КРАТКОЕ ЗАДАНИЕ 1 →
Кто, согласно приведенному ниже фрагменту документа, рекомендовал ученицу П. в качестве репетиторши в одно семейство?

══ ФРАГМЕНТ ДОКУМЕНТА ══

Вообще от этих особ, кроме вреда, для дела ничего нет. Такие факты нервируют гораздо больше, чем какие-нибудь выходки учениц, а это, конечно, сказывается и на занятиях, хотя сегодня я занимался вполне спокойно.
14 октября
Начальница, желая быть чем-то вроде «короля-солнца», стремится показать ученицам, что она источник всех благ. Состоя членом благотворительного Общества «воспомоществования учащимся», она и из пособий, выдаваемых через нее этим Обществом, стремится создать себе пьедестал то читая нотации, то говоря о неблагодарности, так что ученицы иногда даже избегают обращаться в это Общество через нее. Еще недавно она заявила одной ученице, что ей отказано в пособии (эта ученица у ней не в фаворе, так как девица, чуждая низкопоклонства и прямая). На поверку же оказалось, что Общество и не разбирало ее прошения. А между тем ученица хотела уже оставить гимназию за неимением средств. И вот, когда начальницу уличили, она вынуждена была сказать об этом и ученице; а потом хвалилась, что она уговорила ее остаться. Сегодня узнал другой аналогичный факт. Учительница Н. П. рекомендовала в качестве репетиторши в одно семейство ученицу П., девушку, ныне осиротевшую и без всяких средств. П. начала уже заниматься. Начальница же, не расположенная к П., послала на ее место другую ученицу, которая в уроках не нуждалась и вообще как репетиторша стоит гораздо ниже П., у которой таким образом насильно отбили урок. Поступок, без сомнения, некрасивый, тем более что здесь произвол начальницы задевает не только частную жизнь учениц, но даже их родителей, ищущих репетиторов, и педагогов, которые ничуть не меньше начальницы могут разобраться в том, кто больше нуждается и кто способен лучше заниматься.

═══
══ ПРЕДОСТАВЛЕННЫЙ МАТЕРИАЛ ══

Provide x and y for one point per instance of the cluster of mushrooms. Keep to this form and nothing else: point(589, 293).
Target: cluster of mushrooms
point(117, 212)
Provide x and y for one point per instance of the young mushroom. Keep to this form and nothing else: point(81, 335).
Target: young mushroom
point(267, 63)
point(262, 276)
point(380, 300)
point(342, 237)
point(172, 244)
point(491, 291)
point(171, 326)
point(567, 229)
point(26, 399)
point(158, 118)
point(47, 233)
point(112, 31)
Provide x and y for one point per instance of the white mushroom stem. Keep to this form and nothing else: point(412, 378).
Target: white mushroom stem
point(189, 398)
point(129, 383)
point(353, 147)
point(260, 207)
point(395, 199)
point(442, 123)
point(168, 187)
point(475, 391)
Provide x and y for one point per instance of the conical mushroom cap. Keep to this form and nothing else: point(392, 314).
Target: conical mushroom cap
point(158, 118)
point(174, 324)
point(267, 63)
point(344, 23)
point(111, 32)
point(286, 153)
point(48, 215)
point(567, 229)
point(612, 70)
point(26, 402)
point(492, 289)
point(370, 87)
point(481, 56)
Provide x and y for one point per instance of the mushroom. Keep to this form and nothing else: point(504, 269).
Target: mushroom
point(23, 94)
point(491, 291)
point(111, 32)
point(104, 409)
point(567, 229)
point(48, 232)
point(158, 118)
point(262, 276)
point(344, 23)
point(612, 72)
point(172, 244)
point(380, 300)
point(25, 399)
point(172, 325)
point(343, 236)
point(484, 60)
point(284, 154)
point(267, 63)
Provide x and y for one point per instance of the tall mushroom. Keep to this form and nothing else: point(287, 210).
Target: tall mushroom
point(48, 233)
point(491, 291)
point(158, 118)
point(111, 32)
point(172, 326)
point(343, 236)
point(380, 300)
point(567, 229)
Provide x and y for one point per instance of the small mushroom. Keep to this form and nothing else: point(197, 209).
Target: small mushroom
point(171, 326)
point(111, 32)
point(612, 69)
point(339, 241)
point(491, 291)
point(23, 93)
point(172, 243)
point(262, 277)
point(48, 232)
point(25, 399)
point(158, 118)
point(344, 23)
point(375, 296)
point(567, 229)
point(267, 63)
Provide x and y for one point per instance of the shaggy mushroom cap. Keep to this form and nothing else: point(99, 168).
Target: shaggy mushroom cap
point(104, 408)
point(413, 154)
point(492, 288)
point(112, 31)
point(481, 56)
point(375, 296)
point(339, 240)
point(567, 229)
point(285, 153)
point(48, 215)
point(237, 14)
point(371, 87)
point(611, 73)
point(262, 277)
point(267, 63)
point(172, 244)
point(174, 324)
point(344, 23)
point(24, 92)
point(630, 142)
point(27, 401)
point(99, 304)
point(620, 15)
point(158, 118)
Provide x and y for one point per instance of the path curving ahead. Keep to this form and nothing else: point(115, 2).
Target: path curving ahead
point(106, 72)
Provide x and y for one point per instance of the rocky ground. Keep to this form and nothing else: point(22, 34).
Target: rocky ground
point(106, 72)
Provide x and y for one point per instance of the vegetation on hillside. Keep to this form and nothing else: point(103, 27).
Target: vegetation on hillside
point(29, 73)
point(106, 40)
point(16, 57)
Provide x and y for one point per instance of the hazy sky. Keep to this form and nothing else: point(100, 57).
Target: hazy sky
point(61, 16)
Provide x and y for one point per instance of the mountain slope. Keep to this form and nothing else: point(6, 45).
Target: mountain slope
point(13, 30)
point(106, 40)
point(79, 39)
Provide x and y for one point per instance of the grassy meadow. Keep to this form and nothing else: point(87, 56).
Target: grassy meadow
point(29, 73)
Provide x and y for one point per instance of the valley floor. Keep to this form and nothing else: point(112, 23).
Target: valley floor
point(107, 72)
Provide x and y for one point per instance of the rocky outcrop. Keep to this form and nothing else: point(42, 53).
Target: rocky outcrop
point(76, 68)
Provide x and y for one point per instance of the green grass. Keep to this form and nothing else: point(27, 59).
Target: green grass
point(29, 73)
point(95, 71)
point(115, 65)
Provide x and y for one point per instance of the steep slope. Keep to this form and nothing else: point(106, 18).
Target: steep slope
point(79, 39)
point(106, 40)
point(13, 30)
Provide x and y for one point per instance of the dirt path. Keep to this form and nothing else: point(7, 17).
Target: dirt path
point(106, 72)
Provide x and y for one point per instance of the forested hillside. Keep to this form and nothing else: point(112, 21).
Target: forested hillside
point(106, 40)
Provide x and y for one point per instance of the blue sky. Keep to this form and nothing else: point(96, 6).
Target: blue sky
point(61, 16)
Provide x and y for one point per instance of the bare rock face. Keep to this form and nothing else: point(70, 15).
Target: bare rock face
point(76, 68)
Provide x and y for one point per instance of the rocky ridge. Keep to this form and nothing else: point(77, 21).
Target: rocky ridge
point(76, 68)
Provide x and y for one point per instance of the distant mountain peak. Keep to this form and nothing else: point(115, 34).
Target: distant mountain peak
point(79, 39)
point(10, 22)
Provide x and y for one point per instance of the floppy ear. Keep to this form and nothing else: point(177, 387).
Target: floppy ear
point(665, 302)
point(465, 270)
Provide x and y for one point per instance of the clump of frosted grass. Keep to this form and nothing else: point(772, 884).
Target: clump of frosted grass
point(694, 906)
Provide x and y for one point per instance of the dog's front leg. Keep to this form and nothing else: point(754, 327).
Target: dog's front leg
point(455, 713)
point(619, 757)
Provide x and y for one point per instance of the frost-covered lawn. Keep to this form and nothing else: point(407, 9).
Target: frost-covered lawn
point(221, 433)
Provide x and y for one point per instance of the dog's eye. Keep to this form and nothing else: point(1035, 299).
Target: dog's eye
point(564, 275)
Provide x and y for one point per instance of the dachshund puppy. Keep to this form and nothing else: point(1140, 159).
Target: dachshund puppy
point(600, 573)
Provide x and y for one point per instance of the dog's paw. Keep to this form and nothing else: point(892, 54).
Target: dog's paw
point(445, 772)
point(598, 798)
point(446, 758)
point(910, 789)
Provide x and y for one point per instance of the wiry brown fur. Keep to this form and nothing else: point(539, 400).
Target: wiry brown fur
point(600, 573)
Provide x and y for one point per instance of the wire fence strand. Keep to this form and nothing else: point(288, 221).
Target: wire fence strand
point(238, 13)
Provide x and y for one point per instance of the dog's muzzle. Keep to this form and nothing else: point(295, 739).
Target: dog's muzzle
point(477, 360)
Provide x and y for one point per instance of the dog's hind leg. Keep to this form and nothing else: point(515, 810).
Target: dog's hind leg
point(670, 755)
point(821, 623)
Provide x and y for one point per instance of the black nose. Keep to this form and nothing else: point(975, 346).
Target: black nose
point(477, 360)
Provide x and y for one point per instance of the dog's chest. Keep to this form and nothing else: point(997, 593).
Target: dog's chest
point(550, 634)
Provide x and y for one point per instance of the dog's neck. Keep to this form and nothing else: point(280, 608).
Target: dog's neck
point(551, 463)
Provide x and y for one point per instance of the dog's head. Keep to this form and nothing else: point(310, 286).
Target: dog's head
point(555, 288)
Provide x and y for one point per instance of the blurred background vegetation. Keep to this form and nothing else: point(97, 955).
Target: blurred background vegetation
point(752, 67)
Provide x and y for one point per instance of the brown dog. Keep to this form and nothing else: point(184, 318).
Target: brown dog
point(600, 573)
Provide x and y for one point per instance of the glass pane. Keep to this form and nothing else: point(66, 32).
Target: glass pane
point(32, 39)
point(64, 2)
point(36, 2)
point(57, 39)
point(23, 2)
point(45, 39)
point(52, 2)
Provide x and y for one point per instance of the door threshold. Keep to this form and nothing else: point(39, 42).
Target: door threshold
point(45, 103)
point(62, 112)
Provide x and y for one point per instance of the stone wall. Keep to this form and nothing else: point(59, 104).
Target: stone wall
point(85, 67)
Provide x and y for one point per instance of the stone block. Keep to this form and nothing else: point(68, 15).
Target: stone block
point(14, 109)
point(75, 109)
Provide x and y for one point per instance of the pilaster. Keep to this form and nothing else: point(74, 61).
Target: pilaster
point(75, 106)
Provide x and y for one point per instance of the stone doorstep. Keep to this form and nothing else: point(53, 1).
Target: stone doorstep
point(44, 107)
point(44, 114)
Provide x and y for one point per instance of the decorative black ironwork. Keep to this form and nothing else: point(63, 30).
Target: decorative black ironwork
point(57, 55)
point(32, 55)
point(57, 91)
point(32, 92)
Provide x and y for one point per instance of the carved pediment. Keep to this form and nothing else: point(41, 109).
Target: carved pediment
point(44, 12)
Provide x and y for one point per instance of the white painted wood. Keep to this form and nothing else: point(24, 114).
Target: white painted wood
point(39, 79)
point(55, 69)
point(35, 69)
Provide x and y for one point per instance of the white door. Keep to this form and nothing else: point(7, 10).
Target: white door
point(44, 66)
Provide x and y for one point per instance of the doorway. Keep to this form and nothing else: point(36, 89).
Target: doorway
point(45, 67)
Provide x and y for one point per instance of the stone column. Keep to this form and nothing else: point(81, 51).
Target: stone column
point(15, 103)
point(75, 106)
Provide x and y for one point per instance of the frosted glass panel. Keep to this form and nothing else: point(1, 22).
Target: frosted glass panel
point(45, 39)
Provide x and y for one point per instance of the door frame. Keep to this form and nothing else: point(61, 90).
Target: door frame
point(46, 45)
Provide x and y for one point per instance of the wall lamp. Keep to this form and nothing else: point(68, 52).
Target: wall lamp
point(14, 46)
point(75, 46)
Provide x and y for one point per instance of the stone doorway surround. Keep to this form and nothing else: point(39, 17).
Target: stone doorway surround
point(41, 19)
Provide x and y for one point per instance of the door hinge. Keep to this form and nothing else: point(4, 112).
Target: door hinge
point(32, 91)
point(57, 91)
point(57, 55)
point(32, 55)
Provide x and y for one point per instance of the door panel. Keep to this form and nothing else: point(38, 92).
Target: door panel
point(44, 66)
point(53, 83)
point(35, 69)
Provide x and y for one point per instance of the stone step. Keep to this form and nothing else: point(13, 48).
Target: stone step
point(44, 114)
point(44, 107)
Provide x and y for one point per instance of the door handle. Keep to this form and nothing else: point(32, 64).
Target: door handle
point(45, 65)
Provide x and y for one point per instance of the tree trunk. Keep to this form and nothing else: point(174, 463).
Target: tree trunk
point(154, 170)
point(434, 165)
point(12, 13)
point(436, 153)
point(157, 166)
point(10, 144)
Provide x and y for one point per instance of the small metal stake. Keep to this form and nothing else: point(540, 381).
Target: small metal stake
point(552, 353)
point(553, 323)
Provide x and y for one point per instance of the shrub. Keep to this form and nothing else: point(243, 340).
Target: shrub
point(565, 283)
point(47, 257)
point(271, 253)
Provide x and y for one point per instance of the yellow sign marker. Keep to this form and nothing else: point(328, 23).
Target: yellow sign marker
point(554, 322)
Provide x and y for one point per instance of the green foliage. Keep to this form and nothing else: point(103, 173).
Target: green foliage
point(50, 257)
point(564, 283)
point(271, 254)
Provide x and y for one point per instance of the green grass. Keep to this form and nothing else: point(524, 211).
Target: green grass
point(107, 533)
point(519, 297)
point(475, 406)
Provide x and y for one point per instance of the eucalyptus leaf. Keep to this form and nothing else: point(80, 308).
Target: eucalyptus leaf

═══

КРАТКОЕ ЗАДАНИЕ 2 →
Обновите фрагмент приведенных выше записей, начиная со строки, содержащей «else: point(63, 30).», и заканчивая строкой, содержащей «point(41, 19)»: замените «stone» на «granite», сохранив все остальное без изменений. Приведите только эти строки.

ПИСЬМЕННЫЙ ОТВЕТ 1 →
Учительница Н. П.

ПИСЬМЕННЫЙ ОТВЕТ 2 →
Provide x and y for one point per instance of the decorative black ironwork. Keep to this form and nothing else: point(63, 30).
Target: decorative black ironwork
point(57, 55)
point(32, 55)
point(57, 91)
point(32, 92)
Provide x and y for one point per instance of the carved pediment. Keep to this form and nothing else: point(41, 109).
Target: carved pediment
point(44, 12)
Provide x and y for one point per instance of the white painted wood. Keep to this form and nothing else: point(24, 114).
Target: white painted wood
point(39, 79)
point(55, 69)
point(35, 69)
Provide x and y for one point per instance of the white door. Keep to this form and nothing else: point(7, 10).
Target: white door
point(44, 66)
Provide x and y for one point per instance of the doorway. Keep to this form and nothing else: point(36, 89).
Target: doorway
point(45, 67)
Provide x and y for one point per instance of the granite column. Keep to this form and nothing else: point(81, 51).
Target: granite column
point(15, 103)
point(75, 106)
Provide x and y for one point per instance of the frosted glass panel. Keep to this form and nothing else: point(1, 22).
Target: frosted glass panel
point(45, 39)
Provide x and y for one point per instance of the door frame. Keep to this form and nothing else: point(61, 90).
Target: door frame
point(46, 45)
Provide x and y for one point per instance of the wall lamp. Keep to this form and nothing else: point(68, 52).
Target: wall lamp
point(14, 46)
point(75, 46)
Provide x and y for one point per instance of the granite doorway surround. Keep to this form and nothing else: point(39, 17).
Target: granite doorway surround
point(41, 19)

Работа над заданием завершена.